*Source extract*.
Life cycle assessment
Energy
The energy footprint was largest for CON at 18.7 MJ kg per HCW, followed by GR45 at 13.8 MJ kg per HCW, then GF25 at 8.85 MJ kg per HCW, and GF20 with the lowest energy footprint at 7.65 MJ kg per HCW (Table 4). The energy footprints for the CON and GR45 treatments were greater than the grass-fed treatments due to increased transportation and farming inputs needed to produce and deliver their feedyard rations. The GF25 system produced a slightly greater energy value compared to GF20 due to the increased energy demands for irrigating pasture. Treatment energy use by operational category is represented in Figure 3.

*Task goal*.
For each statement, decide whether it agrees with the life cycle assessment extract, answering yes or no and quoting the extract's deciding words. 1. GR45 had a larger energy footprint than GF25. 2. GF20 had the highest energy footprint of the four treatments. 3. GF25 used more energy than GF20 because of the energy needed to irrigate pasture. Answer using only the life cycle assessment extract.

*Recorded data*.
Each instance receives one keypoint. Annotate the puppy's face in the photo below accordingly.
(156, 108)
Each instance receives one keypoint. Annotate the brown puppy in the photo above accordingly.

*Written solution*.
1. Yes: "followed by GR45 at 13.8 MJ kg per HCW, then GF25 at 8.85 MJ kg per HCW"
2. No: "GF20 with the lowest energy footprint at 7.65 MJ kg per HCW"
3. Yes: "due to the increased energy demands for irrigating pasture"